┌────────
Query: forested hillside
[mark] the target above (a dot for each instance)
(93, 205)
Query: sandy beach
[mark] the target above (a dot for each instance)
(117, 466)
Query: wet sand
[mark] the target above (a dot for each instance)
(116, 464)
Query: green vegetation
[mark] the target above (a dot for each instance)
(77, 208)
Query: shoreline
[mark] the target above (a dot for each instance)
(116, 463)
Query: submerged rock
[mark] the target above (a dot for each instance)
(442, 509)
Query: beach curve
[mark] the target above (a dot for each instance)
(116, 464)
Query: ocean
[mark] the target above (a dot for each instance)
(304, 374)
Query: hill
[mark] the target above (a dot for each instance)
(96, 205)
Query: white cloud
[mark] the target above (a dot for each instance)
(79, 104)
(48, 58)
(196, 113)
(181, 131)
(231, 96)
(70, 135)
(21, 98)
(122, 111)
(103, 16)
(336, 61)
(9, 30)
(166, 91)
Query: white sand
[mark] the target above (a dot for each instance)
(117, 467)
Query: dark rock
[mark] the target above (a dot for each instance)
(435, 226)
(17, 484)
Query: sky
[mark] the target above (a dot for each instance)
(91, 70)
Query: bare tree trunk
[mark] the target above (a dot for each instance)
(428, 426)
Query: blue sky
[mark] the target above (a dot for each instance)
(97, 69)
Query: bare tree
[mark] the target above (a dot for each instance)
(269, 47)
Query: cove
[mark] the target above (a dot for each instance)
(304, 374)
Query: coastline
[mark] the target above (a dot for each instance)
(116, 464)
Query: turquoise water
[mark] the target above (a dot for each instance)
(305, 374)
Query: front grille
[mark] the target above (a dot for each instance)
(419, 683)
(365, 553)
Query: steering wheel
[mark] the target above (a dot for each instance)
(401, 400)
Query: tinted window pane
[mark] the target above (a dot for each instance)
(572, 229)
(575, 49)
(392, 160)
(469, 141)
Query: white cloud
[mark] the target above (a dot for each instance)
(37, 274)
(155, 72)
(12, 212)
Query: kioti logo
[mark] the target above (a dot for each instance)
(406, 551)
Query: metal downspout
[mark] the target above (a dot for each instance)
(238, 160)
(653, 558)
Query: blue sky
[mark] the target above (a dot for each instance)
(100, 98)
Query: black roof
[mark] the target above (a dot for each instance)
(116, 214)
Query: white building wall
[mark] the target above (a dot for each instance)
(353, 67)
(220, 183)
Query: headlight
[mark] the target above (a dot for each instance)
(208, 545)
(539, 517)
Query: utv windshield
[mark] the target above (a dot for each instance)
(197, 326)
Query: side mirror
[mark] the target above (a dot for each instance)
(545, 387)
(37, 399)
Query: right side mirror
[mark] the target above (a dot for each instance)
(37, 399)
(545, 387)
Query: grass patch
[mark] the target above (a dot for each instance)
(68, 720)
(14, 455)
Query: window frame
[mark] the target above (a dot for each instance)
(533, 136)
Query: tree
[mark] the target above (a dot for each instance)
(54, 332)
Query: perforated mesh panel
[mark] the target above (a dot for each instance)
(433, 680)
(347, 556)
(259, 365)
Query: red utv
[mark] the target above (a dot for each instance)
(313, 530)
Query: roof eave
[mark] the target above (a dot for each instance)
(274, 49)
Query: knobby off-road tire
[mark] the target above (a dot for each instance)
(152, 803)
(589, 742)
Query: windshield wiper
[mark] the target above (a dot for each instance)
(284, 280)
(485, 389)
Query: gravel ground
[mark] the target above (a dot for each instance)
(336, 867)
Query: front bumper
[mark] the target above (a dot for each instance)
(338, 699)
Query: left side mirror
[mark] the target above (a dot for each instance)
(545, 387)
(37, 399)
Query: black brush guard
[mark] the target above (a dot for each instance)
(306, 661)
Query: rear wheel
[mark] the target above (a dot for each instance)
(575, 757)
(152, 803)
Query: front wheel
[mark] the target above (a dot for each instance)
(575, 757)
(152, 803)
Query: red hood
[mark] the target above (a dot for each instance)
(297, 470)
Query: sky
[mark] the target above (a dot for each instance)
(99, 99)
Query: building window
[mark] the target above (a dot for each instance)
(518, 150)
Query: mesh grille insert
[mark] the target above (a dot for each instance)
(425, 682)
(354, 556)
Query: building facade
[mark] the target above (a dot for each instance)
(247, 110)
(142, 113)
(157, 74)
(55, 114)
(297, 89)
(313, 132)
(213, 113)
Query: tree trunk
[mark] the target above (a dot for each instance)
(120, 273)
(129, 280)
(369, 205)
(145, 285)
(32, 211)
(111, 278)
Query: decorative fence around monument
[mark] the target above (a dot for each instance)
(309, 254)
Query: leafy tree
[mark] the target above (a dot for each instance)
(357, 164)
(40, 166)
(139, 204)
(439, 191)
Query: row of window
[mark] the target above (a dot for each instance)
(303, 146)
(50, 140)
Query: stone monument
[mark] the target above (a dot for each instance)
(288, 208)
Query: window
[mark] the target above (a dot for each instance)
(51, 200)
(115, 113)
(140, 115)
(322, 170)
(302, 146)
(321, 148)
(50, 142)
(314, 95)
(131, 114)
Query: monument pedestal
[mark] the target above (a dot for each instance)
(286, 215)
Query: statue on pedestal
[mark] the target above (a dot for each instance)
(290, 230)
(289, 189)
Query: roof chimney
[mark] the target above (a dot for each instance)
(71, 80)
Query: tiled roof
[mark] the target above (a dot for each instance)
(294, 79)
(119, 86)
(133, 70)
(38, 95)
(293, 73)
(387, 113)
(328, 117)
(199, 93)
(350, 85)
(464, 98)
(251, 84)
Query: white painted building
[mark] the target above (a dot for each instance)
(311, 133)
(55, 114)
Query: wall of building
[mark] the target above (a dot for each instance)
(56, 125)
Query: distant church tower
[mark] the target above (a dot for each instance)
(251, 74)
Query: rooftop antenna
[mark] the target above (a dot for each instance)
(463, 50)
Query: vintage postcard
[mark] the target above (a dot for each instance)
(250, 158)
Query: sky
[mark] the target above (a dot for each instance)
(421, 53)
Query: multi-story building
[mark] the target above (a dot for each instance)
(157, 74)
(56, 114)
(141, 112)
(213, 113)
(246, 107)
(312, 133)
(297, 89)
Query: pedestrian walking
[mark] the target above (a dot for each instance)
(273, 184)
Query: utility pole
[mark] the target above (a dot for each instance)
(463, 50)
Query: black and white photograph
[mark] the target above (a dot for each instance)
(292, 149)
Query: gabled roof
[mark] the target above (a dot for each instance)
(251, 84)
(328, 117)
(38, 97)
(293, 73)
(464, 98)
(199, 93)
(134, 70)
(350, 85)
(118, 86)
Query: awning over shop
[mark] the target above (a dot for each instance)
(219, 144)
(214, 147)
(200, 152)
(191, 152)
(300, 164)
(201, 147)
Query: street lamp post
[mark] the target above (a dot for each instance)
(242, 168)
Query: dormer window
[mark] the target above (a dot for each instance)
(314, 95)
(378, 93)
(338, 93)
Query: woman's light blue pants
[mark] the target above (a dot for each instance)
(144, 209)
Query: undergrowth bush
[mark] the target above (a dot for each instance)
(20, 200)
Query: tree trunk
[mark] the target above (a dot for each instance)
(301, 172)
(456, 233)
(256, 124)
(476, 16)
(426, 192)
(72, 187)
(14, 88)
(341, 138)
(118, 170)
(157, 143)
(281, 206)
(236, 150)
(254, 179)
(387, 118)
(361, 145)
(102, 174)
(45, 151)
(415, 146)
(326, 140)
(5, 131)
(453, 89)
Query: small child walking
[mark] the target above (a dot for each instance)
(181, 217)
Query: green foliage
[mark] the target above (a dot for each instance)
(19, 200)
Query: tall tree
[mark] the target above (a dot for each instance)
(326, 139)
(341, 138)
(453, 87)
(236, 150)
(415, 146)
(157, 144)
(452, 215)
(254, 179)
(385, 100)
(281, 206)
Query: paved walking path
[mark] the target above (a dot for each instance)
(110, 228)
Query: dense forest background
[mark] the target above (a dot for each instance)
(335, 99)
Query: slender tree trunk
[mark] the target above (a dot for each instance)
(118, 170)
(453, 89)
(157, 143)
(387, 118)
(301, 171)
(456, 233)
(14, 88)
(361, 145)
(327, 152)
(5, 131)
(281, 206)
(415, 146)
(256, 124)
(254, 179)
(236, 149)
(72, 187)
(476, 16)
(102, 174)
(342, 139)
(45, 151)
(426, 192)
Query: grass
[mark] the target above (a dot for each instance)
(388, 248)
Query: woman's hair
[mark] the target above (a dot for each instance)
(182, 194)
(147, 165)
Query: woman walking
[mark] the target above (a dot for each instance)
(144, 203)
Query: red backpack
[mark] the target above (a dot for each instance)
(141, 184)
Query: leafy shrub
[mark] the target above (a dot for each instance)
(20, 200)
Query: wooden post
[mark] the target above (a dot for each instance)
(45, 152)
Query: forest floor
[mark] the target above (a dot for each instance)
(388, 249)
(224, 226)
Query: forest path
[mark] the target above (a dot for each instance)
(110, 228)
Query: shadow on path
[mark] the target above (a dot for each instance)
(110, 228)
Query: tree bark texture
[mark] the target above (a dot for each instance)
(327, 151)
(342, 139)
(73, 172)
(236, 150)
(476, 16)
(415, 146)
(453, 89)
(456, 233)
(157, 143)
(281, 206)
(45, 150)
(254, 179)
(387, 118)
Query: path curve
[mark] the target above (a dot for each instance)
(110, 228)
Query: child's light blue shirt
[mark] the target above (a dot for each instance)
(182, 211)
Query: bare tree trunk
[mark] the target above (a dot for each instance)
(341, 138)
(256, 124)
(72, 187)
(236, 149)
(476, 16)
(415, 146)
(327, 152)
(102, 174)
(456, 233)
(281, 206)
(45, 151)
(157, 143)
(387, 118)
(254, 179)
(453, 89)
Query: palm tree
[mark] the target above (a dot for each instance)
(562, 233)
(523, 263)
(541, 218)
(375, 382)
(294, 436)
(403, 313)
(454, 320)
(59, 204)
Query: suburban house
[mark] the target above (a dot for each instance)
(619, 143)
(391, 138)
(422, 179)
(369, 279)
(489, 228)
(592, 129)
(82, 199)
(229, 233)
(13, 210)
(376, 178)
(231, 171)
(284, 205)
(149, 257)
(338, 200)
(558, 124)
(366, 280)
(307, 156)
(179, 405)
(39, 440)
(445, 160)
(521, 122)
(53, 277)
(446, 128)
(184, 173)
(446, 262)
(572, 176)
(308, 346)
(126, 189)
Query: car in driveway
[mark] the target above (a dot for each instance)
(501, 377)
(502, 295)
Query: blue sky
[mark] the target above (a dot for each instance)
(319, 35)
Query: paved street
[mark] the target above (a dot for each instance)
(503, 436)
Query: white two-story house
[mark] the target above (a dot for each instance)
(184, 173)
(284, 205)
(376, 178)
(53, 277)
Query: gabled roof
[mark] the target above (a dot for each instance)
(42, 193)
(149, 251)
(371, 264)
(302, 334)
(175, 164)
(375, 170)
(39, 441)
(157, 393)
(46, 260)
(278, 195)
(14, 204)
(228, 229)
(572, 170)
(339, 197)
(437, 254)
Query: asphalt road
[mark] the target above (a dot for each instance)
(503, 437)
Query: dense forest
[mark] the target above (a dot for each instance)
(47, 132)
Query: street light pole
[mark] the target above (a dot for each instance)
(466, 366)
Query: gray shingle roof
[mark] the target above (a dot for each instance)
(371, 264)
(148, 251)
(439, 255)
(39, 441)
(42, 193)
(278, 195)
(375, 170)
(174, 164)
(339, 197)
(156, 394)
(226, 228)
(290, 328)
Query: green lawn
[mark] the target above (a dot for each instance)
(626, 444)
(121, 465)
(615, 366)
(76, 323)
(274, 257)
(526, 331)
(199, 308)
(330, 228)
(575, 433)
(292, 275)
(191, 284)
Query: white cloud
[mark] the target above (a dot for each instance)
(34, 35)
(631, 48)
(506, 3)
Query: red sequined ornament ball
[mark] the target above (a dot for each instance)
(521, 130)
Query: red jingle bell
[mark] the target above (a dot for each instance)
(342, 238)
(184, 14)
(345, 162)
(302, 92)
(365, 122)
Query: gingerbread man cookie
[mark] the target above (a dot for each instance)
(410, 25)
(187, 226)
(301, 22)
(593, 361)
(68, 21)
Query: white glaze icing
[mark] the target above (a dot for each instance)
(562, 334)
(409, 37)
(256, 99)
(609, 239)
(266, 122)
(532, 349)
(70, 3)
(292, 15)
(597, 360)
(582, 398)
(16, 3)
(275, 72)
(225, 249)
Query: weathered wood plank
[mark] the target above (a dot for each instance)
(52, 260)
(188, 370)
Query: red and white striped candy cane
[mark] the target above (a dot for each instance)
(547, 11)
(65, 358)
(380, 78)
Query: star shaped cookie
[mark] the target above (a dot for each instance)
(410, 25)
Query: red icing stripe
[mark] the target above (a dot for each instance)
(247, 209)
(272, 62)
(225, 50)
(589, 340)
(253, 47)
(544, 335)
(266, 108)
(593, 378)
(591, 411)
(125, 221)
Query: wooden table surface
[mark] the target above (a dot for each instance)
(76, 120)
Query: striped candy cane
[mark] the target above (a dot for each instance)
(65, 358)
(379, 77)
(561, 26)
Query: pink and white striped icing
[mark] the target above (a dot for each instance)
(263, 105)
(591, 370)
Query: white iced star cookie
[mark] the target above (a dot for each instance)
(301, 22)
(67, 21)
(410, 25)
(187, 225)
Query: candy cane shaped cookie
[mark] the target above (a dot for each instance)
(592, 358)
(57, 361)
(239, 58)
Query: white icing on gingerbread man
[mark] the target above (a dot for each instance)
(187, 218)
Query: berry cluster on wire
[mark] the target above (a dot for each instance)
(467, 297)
└────────
- [Aim of the task]: In the material above, show every line where the word "pedestal" turns up.

- [Answer to the exercise]:
Query: monument pedestal
Query: statue on pedestal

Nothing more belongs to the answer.